Supplied passage:
This research will, therefore, characterise computer-mediated texts
by the new term ‘dialogic genre’ to recognize the fact that
any categorisation is in itself contingent and fluid, and that when
seen over time that we are dealing with social phenomena that “present
the picture of a ceaseless flow of becoming” (Voloshinov 1973:66).
In its original contribution this research will develop this classification
in order to facilitate the rhetorical analysis of these works discussed
below. However, it will stay true to the theoretical arguments noted
above, by arguing that this classification represents a socially constructed
‘snap shot’ of this emerging art form at a particular moment
in time.
Work undertaken at the MPhil Stage
Theoretical Work
On my RS1 form, I noted that my aim for the MPhil stage of my research
was to extend the existing theoretical models of computer-mediated texts
to help account for authorship. However, as I discussed earlier in this
report, my theoretical research revealed that these theories were rooted
in an inappropriate description of textuality and the proposed theoretical
‘extension’ was not possible. I have, therefore, developed
an original theoretical account of these texts, described above, based
on Bakhtinian dialogism, and so rooted my understanding of these works
in their authorial rhetoric.
Creative Work undertaken at MPhil level
I have created three original works of art, The Castle Gardens (see
Stewart 2002), Tomorrow (see Stewart 2003) and Ontology (2003) to help
me explore the theoretical issues discussed above. In these works I
have used internet client/server technologies (Macromedia flash, the
scripting language PHP and the database management system postgresSQL)
to present dynamic html-based texts that explore the roles of the programmer,
the author-participants and the reader-participants in the production
of meaning.
The Castle Gardens is a multi-user ‘textual world’ that
explores both the active participation of the reader-participant through
contribution and also active participation of the reader-participant
through selection. It does this by challenging participants to navigate
a highly variable text in order to achieve certain prescribed goals.
However, in doing so it also encourages the participants to enter textual
descriptions, program elements, links and goals which are then made
available to other participants.

Stored data:
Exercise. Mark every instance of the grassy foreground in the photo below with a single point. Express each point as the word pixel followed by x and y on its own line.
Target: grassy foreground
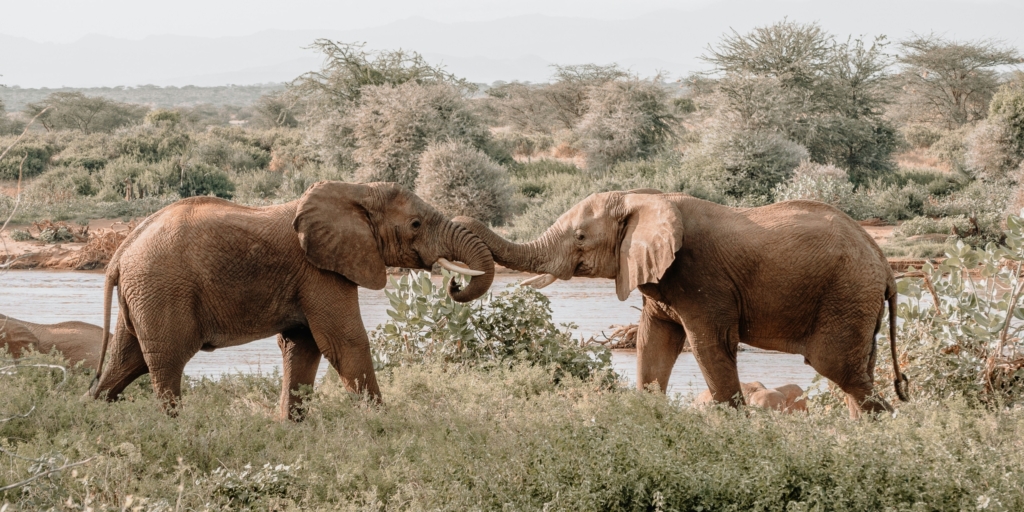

Task set:
(a) In the report on computer-mediated texts, why did the writer build an original theoretical account instead of extending existing models as planned on the RS1 form? Answer in one to three sentences.
(b) Continue the report on computer-mediated texts, starting after its last sentence about The Castle Gardens.
The listing comes from a different source than the report on computer-mediated texts.

Responses:
(a) The writer's theoretical research showed that the existing models of computer-mediated texts were rooted in an inappropriate description of textuality, so the planned extension was not possible. The writer therefore developed an original account based on Bakhtinian dialogism.

(b)
Tomorrow is a multi-user fiction that explores the effect of the active
selection by the reader-participant on traditional notions of plot and
narrative.
Ontology is an animated, sound poem produced as part of the Writers
for the Future project (organised by Nottingham Trent University and
NESTA). It explores the potential of computer-mediated texts to make
an aesthetic use of real-time, temporal structuring to explore contemporary
notions of being.
These three pieces have been developed by following the structured
practice-based methodology outlined below.
Practice Methodology
As Michael Biggs recently noted, practice-based research methodology
is the formalised process for “addressing and answering ….
research questions”(Biggs 2004). Creative Writing is a relatively
new field of research and therefore the research methodology I have
adopted to address and answer my research questions combines the long-standing
philosophical practices of literary studies, with the emerging practices
of practised-based art research. My methodology has been an iterative,
recursive process of forming and then reforming my understanding of
computer-mediated textuality by theorizing, by reading and by testing
the validity of my understanding in a series of ‘test’ pieces.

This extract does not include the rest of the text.